Meanwhile, Mr. Haymaker is thinking about being "free." Get it? And having a few years when he doesn't have to pretend, pretend, pretend. He ogles the nurse: "a smooth, pink, graceful creature, with light hair and blue eyes, the kind of eyes and color that of late, and in earlier years, had suggested to him the love time or youth that he had missed."

So far I have also read "McEwen of the Slave Makers", about a fellow who falls asleep and becomes a soldier with a colony of ants and a story with the very unpolitically correct title of "Nigger Jeff" in which a lynch mob is trying to abduct a black man being held by the sheriff.

Well, so much for happy themes that don't quite ever modulate to the major key.

I still need to comment on Sister Carrie, which I finished last weekend on a dark and stormy and chilly night; not quite as cold and stormy as the blizzard that filled New York's streets as George went for a final night in another flophouse and laid down to rest after he turned on the gas.

Hey, remember, they're just novels...


Anonymous Michele Noe said...

Dear Mr. Ewing:

I've enjoyed reading your essays surrounding Dreiser's novels, though I have not read his works.

It's apparent to me that you might have given Dreiser a run for his money if he were a contemporary. I can't help but wonder if Dreiser in today's age would have found himself so consumed with blogging that he might never have been compelled to create his works of fiction.

I think it's admirable that you and others are keeping his works alive through your artful interpretations and colorful metaphors.

INFORMATION SHOWN:
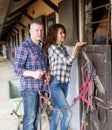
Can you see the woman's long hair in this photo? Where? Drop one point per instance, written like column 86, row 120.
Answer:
column 51, row 37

TASK GOAL: Can you pick up the Dreiser blog post and continue it from its last sentence?

SOLVED PROBLEM:
To answer your query on what I've been reading: I've just finished a series of books set in contemporary Scotland by a lawyer-professor-author named Alexander McCall Smith. He became well known from a series of books he wrote that were set in Botswana. He was educated and grew up in Zimbabwe. The two books I recently read were 44 Scotland Street (which I read while I was on vacation in Edinburgh) and its sequel, Espresso Tales.

Espresso Tales isn't available in the US yet (only available in the UK until next year). I think it's pay-back for all the Hollywood blockbusters that Britons don't get to enjoy until they've aired for three months in the States.

The two novels I read are very Dickensian, in that they were both serialized and published in Edinburgh's daily newspaper, The Scotsman. Often the author would only be a few days ahead of the paper's daily publishing cycle, so unlike most novel writers, he couldn't go back and rework any previous events that took place in earlier chapters. No rewrites possible!

Thanks for giving me an opportunity to listen to your lively literary voice.